=== What to do ===
Each record below needs to be written out exactly as it appears.

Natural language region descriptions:
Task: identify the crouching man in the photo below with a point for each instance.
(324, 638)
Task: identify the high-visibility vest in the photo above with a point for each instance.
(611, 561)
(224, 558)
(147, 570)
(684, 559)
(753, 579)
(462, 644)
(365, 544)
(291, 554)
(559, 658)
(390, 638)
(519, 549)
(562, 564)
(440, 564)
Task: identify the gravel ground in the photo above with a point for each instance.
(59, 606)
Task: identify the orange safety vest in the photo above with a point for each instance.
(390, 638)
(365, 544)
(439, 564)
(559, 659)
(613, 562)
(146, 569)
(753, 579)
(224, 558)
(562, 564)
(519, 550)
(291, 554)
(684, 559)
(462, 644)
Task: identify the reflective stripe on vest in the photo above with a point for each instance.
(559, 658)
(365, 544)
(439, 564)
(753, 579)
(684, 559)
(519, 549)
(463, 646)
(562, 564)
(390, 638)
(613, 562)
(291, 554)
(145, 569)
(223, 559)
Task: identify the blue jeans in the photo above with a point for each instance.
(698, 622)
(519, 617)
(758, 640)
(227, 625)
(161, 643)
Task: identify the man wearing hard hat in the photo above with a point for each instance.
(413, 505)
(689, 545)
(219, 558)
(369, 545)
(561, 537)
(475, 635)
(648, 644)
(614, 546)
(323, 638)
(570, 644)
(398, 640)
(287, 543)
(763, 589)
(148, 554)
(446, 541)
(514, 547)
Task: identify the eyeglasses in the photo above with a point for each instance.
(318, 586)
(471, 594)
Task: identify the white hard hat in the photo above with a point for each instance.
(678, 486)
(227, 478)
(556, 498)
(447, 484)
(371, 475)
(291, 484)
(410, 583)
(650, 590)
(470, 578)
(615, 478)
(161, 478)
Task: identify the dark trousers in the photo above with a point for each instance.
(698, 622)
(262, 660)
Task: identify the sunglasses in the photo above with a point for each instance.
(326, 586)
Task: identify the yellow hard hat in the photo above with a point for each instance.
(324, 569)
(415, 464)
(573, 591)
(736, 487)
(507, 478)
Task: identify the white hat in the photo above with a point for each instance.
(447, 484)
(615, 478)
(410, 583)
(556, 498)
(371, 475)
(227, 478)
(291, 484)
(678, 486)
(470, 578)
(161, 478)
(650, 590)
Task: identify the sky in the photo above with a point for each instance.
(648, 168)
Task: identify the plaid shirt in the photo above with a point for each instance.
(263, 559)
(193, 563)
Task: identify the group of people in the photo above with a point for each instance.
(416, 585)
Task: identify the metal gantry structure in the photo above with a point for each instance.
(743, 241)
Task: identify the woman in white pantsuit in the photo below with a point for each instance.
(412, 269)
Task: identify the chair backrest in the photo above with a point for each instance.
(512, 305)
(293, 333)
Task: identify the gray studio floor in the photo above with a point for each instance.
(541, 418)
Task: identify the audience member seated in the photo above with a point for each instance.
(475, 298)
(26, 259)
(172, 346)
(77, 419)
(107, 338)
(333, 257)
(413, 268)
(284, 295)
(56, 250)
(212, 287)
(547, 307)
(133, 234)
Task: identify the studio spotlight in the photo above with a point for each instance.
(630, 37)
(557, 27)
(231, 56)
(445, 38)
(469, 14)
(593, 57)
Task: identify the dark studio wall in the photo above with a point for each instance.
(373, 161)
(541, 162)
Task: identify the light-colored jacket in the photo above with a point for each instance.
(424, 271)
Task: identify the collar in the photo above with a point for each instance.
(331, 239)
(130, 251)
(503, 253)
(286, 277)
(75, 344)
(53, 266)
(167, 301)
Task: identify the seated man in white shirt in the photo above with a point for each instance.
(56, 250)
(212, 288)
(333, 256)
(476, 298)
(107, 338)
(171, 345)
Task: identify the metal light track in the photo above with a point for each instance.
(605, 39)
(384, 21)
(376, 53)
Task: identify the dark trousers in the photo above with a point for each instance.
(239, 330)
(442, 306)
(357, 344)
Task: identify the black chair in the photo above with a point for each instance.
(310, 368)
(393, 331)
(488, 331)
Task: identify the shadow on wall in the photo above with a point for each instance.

=== Result ===
Task: identify the crouching man in the photo below with a point for each instance.
(324, 638)
Task: identify the high-visibility vest in the photo above with a point for each instance.
(611, 561)
(224, 558)
(147, 570)
(684, 559)
(753, 579)
(462, 644)
(365, 544)
(291, 554)
(559, 658)
(390, 638)
(519, 549)
(562, 564)
(440, 564)
Task: identify the gravel ground in the photo above with a point for each instance.
(59, 606)
Task: identify the orange safety vest in the photo above with a point for each instance.
(390, 638)
(365, 544)
(439, 564)
(559, 659)
(613, 562)
(146, 569)
(753, 579)
(224, 558)
(562, 564)
(519, 550)
(291, 554)
(684, 559)
(462, 644)
Task: identify the reflective stripe on vest in the photo above with a point for each instance.
(559, 658)
(365, 544)
(439, 564)
(753, 579)
(684, 559)
(519, 549)
(463, 646)
(562, 564)
(390, 638)
(613, 562)
(291, 554)
(145, 569)
(223, 559)
Task: identify the blue jeans in the photo above with a point for each instance.
(698, 622)
(519, 617)
(758, 640)
(227, 625)
(161, 643)
Task: identify the man wearing hard hat in the photo above with a point for each instance.
(413, 505)
(689, 545)
(219, 558)
(369, 545)
(561, 537)
(475, 635)
(648, 644)
(614, 546)
(323, 638)
(570, 644)
(398, 640)
(287, 543)
(763, 589)
(148, 554)
(446, 541)
(514, 547)
Task: identify the eyeglasses in the photo above with a point for each instance.
(318, 586)
(471, 594)
Task: identify the white hard hat in the photo above with a point for each instance.
(678, 486)
(227, 478)
(556, 498)
(447, 484)
(371, 475)
(291, 484)
(410, 583)
(650, 590)
(470, 578)
(615, 478)
(161, 478)
Task: identify the dark trousers in the photo above with a point for each instance.
(698, 622)
(262, 660)
Task: identify the sunglasses in the photo above with a point for each instance.
(326, 586)
Task: identify the yellow hard hat in the photo above with a point for each instance.
(324, 569)
(415, 464)
(573, 591)
(736, 487)
(507, 478)
Task: identify the white hat in the photo above with a point for each instance.
(447, 484)
(615, 478)
(410, 583)
(556, 498)
(371, 475)
(227, 478)
(291, 484)
(678, 486)
(470, 578)
(161, 478)
(650, 590)
Task: identify the sky in the photo above with a point for each instance.
(648, 168)
Task: identify the plaid shirt in the photo above with a point for each instance.
(263, 559)
(193, 563)
Task: identify the group of people in the photo above with a point for each instance.
(416, 585)
Task: identify the metal gantry structure in the photo above with a point for each instance.
(743, 241)
Task: identify the woman in white pantsuit in the photo below with a point for each instance.
(412, 269)
Task: identify the chair backrest in the photo above with a point for each instance.
(512, 305)
(293, 333)
Task: identify the gray studio floor in the photo above with a point for each instance.
(541, 418)
Task: identify the audience member seated in the photo above with a point for each instance.
(475, 298)
(26, 259)
(172, 346)
(77, 419)
(107, 338)
(333, 257)
(413, 268)
(284, 295)
(56, 250)
(212, 287)
(547, 307)
(133, 234)
Task: identify the studio spotlight in the photo above with a point for each instance.
(630, 37)
(557, 27)
(231, 56)
(445, 38)
(469, 14)
(593, 57)
Task: identify the dark studio wall in the photo above with a point for each instance.
(373, 161)
(541, 162)
Task: identify the light-colored jacket in the photo above with a point for each instance.
(424, 271)
Task: identify the collar in the photo above with a point for each instance.
(331, 239)
(130, 251)
(503, 253)
(286, 277)
(75, 344)
(53, 266)
(167, 301)
Task: identify the seated man in white shirt in the photo above with a point for each instance.
(56, 250)
(212, 288)
(333, 256)
(476, 298)
(107, 338)
(171, 345)
Task: identify the metal light track in the photo above with a point for each instance.
(605, 39)
(384, 21)
(376, 53)
Task: identify the dark trousers in the photo above with a point for each instance.
(239, 330)
(442, 306)
(357, 344)
Task: identify the black chair in the photo above with a point for each instance.
(310, 368)
(393, 331)
(488, 331)
Task: identify the shadow on wall in the photo above with a point for each instance.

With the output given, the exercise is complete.